_Brano citato_
17 Giu Carla Lonzi. Per una filosofia della trasformazione. In dialogo con Annarosa Buttarelli
a cura di Gianna Cannì e Ivana Margarese
Da autentica stima verso Annarosa Buttarelli e i suoi studi e dalla passione per la filosofia di Carla Lonzi è nata questa intervista, che riportiamo con sincera gratitudine, mentre nel leggere le risposte sorgono nuove curiosità e la voglia di riprendere un dialogo, desiderio che probabilmente bene incarna lo spirito di quella filosofia della trasformazione che dà il titolo all’ultimo lavoro di Annarosa Buttarelli su Carla Lonzi.
Ivana: Comincio col fare riferimento a un episodio che citi nei ringraziamenti del libro ricordando Luisa Muraro e il suo averti detto: “Se c’è qualcuna che può scrivere di Carla Lonzi senza sopravanzarla con il protagonismo personale, quella sei tu”. Mi è parsa un’intuizione lungimirante e vorrei chiederti di dirmi qualcosa di più in merito.
ARB – Posso aggiungere qualcosa che ha legittimato anche il rigore con il quale ho curato le prime due riedizioni degli scritti di Carla Lonzi, evitando di accompagnarli con prefazioni, postfazioni, notazioni critiche. All’epoca in cui Muraro pronunciava la frase che hai riportato ero sua assistente all’Università di Verona e parlavamo del disagio che ci procurava l’attegiamento della critica filosofica o politica che iniziava a essere pubblicata. Carla Lonzi ha scritto chiaramente che non desiderava essere interpretata nel modo tradizionale che, in effetti, sopravanza l’autore o l’autrice, interponendo tra chi ha scritto e che legge la personalità accademica. Impropriamente, soprattutto nel caso di Carla Lonzi che aveva già pubblicato Autoritratto – prima di Sputiamo su Hegel – un’opera in cui aveva disfatto sia il narcisismo degli artisti sia il narcisismo della critica. Sono una convinta “allieva” dei testi che hanno la potenza della trasformazione di chi li legge e li rilegge. Perché possano fare il loro lavoro bisogna sopportare che non siano sopravanzati da agevolazioni critiche.
Gianna: Nelle prime pagine del volume racconti l’incontro con Sputiamo su Hegel e lo paragoni a una “conversione improvvisa”, a partire dalla quale hai iniziato ad essere donna: perché era quello il “filosofare che stavi cercando”?

_Da svolgere_
Continua l'intervista su Carla Lonzi riportata sopra, riprendendo subito dopo la sua ultima frase.

_Materiale fornito_
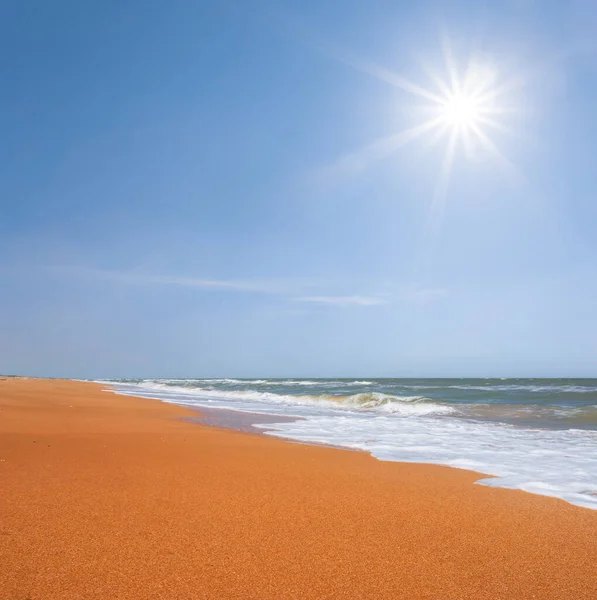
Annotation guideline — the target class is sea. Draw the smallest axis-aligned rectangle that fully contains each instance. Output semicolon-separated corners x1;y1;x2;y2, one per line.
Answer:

_Risultato dell'esercizio_
ARB – L’istruzione filosofica accademica tradizionale non è una vera formazione, né per i maschi né tantomeno per le donne. Com’è ormai verificato, la filosofia di genealogia maschile è astratta, lo è ancora, è di “sorvolo” della realtà quotidiana, è narcisista e prosegue il supporto a una forma mentis dicotomica. Per una donna assumere una forma mentis estranea alla propria geneaologia di pensiero, occultata ancora oggi nelle università, significa a percorrere la vita senza pensare veramente. Maria Zambrano, una delle mie maestre, ha avuto un’esperienza come la mia mentre stava provando un drammatico disagio ascoltando una lezione sulla categorie aristoteliche. Anche da lei, successivamente alla mia fortunata conversione, ho imparato a coltivare una forma mentis che lavora a partire dall’esperienza, dalla realtà così com’è, a considerare che per interloquire con la trascendenza della realtà non si può e non si deve “sopravanzarla” narcisisticamente e astrattamente.
Ivana: Trasformazione, esperienza, autenticità e relazione sembrano essere parole chiave del pensiero di Carla Lonzi, che nel suo praticare un’esigenza rigorosa si avvicina alle parole e ai temi delle mistiche. Scrive Carla Lonzi: “Mi sono sempre piaciuti i libri autobiografici di sante. […] Ne leggevo in collegio tra i dieci e i tredici anni e ho continuato dopo a preferirli: li ho avuti presente soprattutto nei momenti di crisi, quando dovevo ammettere un’illusione e trovare la pace interiore da cui ripartire. A Storia di un’anima di Teresa Martin, cioè santa Teresa del Bambino Gesù, sono tornata più volte insieme al Libro della mia vita di Teresa d’Avila. Entrambi scritti su richiesta e per obbedienza, sono in prima persona ed esprimono fenomeni e stati interiori per me naturali e che non ritrovavo altrove. Era un conforto che altre donne li avessero provati e ne avessero parlato con semplicità. Sebbene [fossero] due personalità molto diverse, non vedevo limiti alle loro capacità di indagare e di dubitare: le risorse erano cercate dentro di sé pur nella coscienza che non esistono risorse adeguate”. Vorrei mi parlassi di questa affinità.
ARB – Sostengo, in un capitolo del mio libro Carla Lonzi. Una filosofia di trasformazione (Feltrinelli), esattamente la verità radicale che è contenuta nelle righe che hai riportato: l’evoluzione mentale, sentimentale, politica di Carla Lonzi ha messo radici nelle pratiche filosofiche mistiche, specialmente femminili. Dopo avere compreso il passaggio interiore e mentale di Carla Lonzi, ho approfondito gli studi sulla filosofia mistica che, a mia volta, sento molto affine. Sono arrivata a scrivere un breve saggio (pubblicato sulla rivista “Religioni e società”) dal titolo “La mistica come forma mentis femminile”. Il percorso di Carla Lonzi e i miei approfondimenti sono abbastanza complessi e altrettanto impoortanti da non permnettermi alcun riassunto. Perciò rimando quantomeno sia al capitolo del mio libro, sia al mio testo sulla rivista citata.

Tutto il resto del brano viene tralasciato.